What is being asked :: A faithful copy of all the entries is required, with no pictures in it.

Excerpted data Block Start

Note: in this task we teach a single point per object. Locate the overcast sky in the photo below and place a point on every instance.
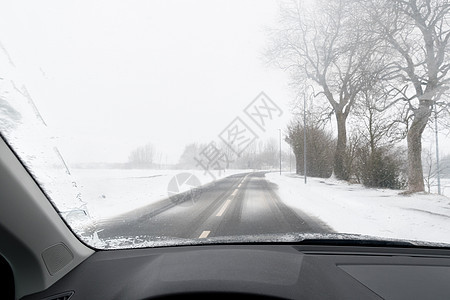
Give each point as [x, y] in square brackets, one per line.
[109, 76]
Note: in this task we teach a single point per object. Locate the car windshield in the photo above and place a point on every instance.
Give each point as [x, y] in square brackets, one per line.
[164, 123]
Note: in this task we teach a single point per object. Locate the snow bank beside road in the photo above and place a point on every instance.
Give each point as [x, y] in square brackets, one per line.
[111, 192]
[354, 209]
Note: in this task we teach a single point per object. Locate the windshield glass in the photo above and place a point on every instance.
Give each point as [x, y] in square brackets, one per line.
[153, 123]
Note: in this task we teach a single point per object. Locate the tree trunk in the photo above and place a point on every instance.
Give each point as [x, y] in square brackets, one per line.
[414, 138]
[341, 147]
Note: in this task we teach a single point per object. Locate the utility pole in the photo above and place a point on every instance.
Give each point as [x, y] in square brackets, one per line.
[438, 169]
[280, 149]
[304, 135]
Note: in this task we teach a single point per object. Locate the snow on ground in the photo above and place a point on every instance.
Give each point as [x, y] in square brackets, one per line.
[111, 192]
[354, 209]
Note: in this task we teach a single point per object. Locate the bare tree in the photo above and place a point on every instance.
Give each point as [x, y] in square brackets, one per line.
[418, 33]
[325, 46]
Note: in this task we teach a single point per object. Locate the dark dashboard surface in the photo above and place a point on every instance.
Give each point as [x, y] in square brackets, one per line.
[259, 272]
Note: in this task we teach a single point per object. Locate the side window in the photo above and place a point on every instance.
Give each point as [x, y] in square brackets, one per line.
[7, 281]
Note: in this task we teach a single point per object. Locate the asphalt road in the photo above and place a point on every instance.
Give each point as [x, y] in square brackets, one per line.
[243, 204]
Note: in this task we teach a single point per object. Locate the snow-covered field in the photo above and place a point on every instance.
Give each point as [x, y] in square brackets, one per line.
[354, 209]
[111, 192]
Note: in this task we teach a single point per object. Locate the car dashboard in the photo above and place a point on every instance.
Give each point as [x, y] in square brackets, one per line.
[260, 271]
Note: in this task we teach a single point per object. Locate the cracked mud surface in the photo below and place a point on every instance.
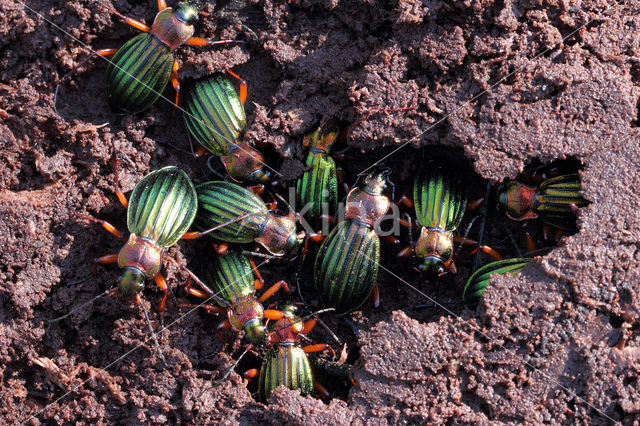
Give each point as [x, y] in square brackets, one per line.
[492, 78]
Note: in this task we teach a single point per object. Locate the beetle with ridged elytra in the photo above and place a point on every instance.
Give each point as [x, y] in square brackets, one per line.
[240, 216]
[440, 193]
[555, 200]
[160, 210]
[140, 70]
[479, 280]
[285, 362]
[214, 114]
[317, 188]
[230, 281]
[346, 265]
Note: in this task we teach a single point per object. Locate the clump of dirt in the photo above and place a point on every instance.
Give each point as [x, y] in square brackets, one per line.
[505, 82]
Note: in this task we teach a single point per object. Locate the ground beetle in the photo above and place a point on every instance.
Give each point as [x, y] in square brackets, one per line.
[229, 280]
[555, 200]
[318, 186]
[286, 362]
[161, 208]
[240, 216]
[440, 193]
[140, 70]
[214, 115]
[479, 280]
[346, 266]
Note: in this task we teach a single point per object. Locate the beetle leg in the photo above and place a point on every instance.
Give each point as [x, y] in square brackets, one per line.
[391, 239]
[376, 296]
[118, 191]
[405, 201]
[224, 325]
[273, 314]
[451, 267]
[106, 52]
[320, 389]
[486, 249]
[250, 374]
[473, 204]
[243, 86]
[308, 325]
[319, 347]
[174, 80]
[209, 308]
[221, 248]
[405, 252]
[271, 291]
[198, 41]
[200, 152]
[546, 231]
[134, 23]
[259, 282]
[162, 283]
[195, 292]
[104, 260]
[531, 245]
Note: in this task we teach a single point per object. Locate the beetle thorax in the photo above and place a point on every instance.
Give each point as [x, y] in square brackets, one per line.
[277, 234]
[170, 30]
[243, 161]
[245, 310]
[517, 200]
[286, 330]
[435, 242]
[365, 207]
[141, 254]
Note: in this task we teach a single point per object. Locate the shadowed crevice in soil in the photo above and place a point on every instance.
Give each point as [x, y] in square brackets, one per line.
[313, 60]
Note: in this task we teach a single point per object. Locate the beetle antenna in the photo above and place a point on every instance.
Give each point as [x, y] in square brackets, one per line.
[210, 292]
[328, 329]
[153, 333]
[306, 317]
[483, 222]
[286, 203]
[465, 235]
[67, 75]
[222, 225]
[79, 307]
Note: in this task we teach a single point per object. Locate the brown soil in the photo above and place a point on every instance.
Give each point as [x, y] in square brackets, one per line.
[558, 343]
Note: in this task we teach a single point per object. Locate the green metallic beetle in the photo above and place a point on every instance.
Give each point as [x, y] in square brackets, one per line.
[555, 200]
[214, 115]
[479, 280]
[318, 186]
[240, 216]
[346, 266]
[440, 195]
[140, 70]
[286, 362]
[161, 208]
[231, 283]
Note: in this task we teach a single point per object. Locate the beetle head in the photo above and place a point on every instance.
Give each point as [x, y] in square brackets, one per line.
[187, 11]
[131, 282]
[433, 265]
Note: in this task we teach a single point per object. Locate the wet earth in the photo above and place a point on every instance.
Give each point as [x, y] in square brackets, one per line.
[507, 84]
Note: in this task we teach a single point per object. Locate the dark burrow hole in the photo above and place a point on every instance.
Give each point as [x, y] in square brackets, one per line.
[616, 321]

Excerpted data Block End

Answer to the exercise ::
Note: in this task we teach a single point per object. Locate the overcast sky in the photo below and place a point on every instance.
Give each point as [x, y] in square brackets, one per line.
[109, 76]
Note: in this task we teach a single point per object. Locate the car windshield in the photo above and place a point on every instance.
Give each point as [x, y] in square brackets, one per line.
[164, 123]
Note: in this task we teach a single point per object. Locate the snow bank beside road in the photo above and place a point on every instance.
Give each point as [x, y] in square brackets, one per line.
[111, 192]
[354, 209]
Note: in this task we teach a single point per object. Locate the windshield glass in the photo above and place a point on every instance.
Give each point as [x, y] in square brackets, one per line.
[153, 123]
Note: in this task we teach a single point per object. Locate the tree trunk in the photo above and place a point on every instance.
Give each point as [x, y] in square brackets, one per line.
[414, 138]
[341, 147]
Note: in this task we teach a single point per object. Locate the utility pole in the photo above and place a point on every instance.
Give each point as [x, y] in square brackets, one per line.
[438, 169]
[280, 149]
[304, 135]
Note: in this task we teach a single point per object. Locate the snow on ground in the photo above and place a point on every instance.
Give each point as [x, y] in square brackets, one per line.
[111, 192]
[354, 209]
Note: in this task we teach a single point per object. Locate the bare tree in the photo above and place a point on every instance.
Give each point as [x, y] in square brackets, one per line.
[418, 33]
[325, 46]
Note: in this task we teach a single point per object. Locate the dark dashboard surface in the photo above and place a point on every instance.
Give each point as [x, y] in square brackets, one per line.
[259, 272]
Note: in this task we teach a single point per object. Locate the side window in the photo above and place a point on every instance.
Give each point as [x, y] in square brackets, one per line.
[7, 281]
Note: in this task we teach a single point per object. Locate the asphalt road in the photo above and place a point on every instance.
Give each point as [x, y] in square brackets, one per line.
[243, 204]
Note: in this task we teach a single point per object. Locate the snow-covered field in the photo above and place a point on every instance.
Give each point as [x, y] in square brackets, one per line.
[354, 209]
[111, 192]
Note: in this task we teach a single point per object. Locate the car dashboard in the photo above and place a point on every instance.
Give each point as [x, y] in square brackets, one per line.
[260, 271]
Note: in this task we teach a single point per object. Locate the cracked mud surface in the photo below and place a point on every instance.
Give each point as [x, y] in square brackets, one per line.
[492, 78]
Note: in this task we teach a single point per object. Locate the beetle with ridged elytra in the photo above and place a point on every instance.
Give each point as [x, y] in square brackets, one per line.
[240, 216]
[440, 193]
[555, 200]
[160, 210]
[140, 70]
[479, 280]
[285, 362]
[214, 114]
[317, 188]
[230, 281]
[346, 265]
Note: in this task we teach a single point per object. Locate the clump of dirt in the photo above and place a point on every instance.
Give each point as [x, y] in square brackets, one per line.
[505, 82]
Note: in this task we teach a single point per object. Locate the ground beetle in the photo above and place a point on every instance.
Give each point as [x, y] in square brackets, one per line.
[229, 280]
[555, 200]
[318, 186]
[286, 362]
[161, 208]
[240, 216]
[440, 193]
[140, 70]
[214, 115]
[479, 280]
[346, 266]
Note: in this task we teach a single point per object. Locate the beetle leg in the photo above and place a point on every instance.
Give each point as [x, y] in square brackets, one per line.
[391, 239]
[376, 296]
[118, 191]
[405, 201]
[224, 325]
[273, 314]
[451, 267]
[106, 52]
[320, 389]
[486, 249]
[250, 374]
[473, 204]
[243, 86]
[308, 325]
[319, 347]
[174, 80]
[209, 308]
[221, 248]
[405, 252]
[271, 291]
[198, 41]
[200, 152]
[546, 231]
[134, 23]
[259, 282]
[162, 283]
[195, 292]
[104, 260]
[531, 245]
Note: in this task we teach a single point per object. Locate the beetle thorax in the photo above and place a point on every instance.
Give each point as [x, y] in square brackets, one per line.
[277, 234]
[170, 30]
[243, 161]
[245, 310]
[517, 200]
[286, 330]
[435, 242]
[365, 207]
[141, 254]
Note: in this task we teach a single point per object. Locate the shadowed crevice in soil in the photo above and place a point on every instance.
Give each point as [x, y] in square brackets, one per line.
[313, 60]
Note: in this task we teach a single point per object. Locate the beetle antenna in the photo above and place a point on every instance.
Give each point as [x, y] in square brackets, one per line.
[210, 292]
[328, 329]
[153, 333]
[306, 317]
[483, 222]
[286, 203]
[465, 235]
[67, 75]
[222, 225]
[79, 307]
Note: in this task we teach a single point per object. Locate the brown soil in the photo above and place a point on every instance.
Give each point as [x, y] in square brackets, one per line.
[558, 343]
Note: in this task we teach a single point per object. Locate the green metallic beetle in the photo above and place a point on every instance.
Give each point as [x, y] in square brackets, one per line.
[555, 200]
[214, 115]
[479, 280]
[318, 186]
[240, 216]
[346, 266]
[440, 195]
[140, 70]
[286, 362]
[161, 208]
[231, 283]
Note: in this task we teach a single point per object. Locate the beetle head in the photo above and place a point on every instance.
Give each point as [x, y] in square brackets, one per line.
[187, 11]
[131, 282]
[433, 265]
Note: in this task we teach a single point per object. Locate the wet earth in the photo above and place a point on every instance.
Give each point as [x, y] in square brackets, one per line.
[507, 84]
Note: in this task we teach a single point per object. Locate the dark burrow hole in the photo above and place a point on every instance.
Give each point as [x, y] in square brackets, one per line.
[616, 321]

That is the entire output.